**Brief:** Extract exactly the range of lines bounded by the line containing "Check that every instance of the car's" and the final line of the listing, both ends included, and no other lines.

**Input for this task:**
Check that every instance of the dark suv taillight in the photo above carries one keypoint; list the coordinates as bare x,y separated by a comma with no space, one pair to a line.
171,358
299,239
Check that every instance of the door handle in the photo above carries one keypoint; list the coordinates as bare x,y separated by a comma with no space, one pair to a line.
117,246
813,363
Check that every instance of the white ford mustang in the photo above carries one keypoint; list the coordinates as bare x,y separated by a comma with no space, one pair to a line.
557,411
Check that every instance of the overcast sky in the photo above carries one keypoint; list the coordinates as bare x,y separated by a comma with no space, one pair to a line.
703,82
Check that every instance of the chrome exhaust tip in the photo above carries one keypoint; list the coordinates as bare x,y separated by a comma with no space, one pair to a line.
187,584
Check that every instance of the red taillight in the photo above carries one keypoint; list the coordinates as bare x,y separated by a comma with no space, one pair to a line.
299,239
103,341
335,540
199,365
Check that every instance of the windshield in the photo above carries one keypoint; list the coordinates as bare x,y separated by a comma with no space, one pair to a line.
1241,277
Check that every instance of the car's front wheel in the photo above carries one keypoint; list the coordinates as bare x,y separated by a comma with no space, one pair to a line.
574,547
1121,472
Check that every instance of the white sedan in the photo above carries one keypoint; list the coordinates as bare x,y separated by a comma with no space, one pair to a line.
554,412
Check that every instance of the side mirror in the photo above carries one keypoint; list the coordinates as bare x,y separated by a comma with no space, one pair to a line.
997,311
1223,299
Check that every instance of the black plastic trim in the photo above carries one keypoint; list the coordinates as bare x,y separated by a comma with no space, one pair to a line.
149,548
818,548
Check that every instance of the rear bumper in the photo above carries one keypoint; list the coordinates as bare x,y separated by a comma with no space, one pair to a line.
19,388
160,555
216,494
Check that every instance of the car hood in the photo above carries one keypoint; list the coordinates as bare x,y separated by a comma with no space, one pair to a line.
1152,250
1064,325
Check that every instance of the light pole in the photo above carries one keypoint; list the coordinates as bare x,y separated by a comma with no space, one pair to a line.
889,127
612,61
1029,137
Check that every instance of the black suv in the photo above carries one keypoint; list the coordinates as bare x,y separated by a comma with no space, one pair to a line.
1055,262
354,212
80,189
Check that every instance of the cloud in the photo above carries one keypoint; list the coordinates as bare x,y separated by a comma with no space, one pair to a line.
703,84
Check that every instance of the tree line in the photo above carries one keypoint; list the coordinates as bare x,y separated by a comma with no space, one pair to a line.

**Task result:**
Check that every instance of the car's front wheel in the photo above carries one keypoint; list the coordinates as bare x,y separated by a comma with no space, one pair to a line.
574,547
1121,472
Check that every instance of the white sedan in the photo above carries one keypoint; list the coordinates as bare x,y separated by a comma with no space, one pair to a line.
554,412
Check that every instance of the side mirror in the photo above carries one keypoint; list the coordinates as bare x,y separated by a comma with no space, one pair to a line.
997,311
1223,299
Check that every instance of the black plastic trim in the photo above carries one keypoint; list the coordinates as bare x,y separated by a comma with no space, one pair to a line.
149,548
818,548
Check that every instance of the rear bumper in the photo above carries one keypoint; list the coordinates as bare x,y separated by a comma with no space, one pair to a line.
19,388
160,555
216,494
Check that every instance of the car hood in the photo above carries one keypoint; list the coordinates as bare x,y separated by a comma with no space, one pair to a line.
1152,250
1064,325
Check that every instance of the light pole in the photo above carries one keypoint; list the coordinates as bare x,y separated by a comma with no space, one pair to a line.
889,127
612,61
1029,137
Check that every instance of the black suv in the photo above carries one keypoint; list the coordinates as bare x,y separated by a comma with no space, one pair to a line.
1055,262
354,212
80,189
Check that every instance of the cloud in the photo above carries one keypoint; list the coordinates as bare x,y separated by a comma with no space, one pair to a line.
703,84
Check that every instance of the tree line in the photo above carries one keypoint; list the coordinates as bare x,y separated by a comma with no space, one pair to a line.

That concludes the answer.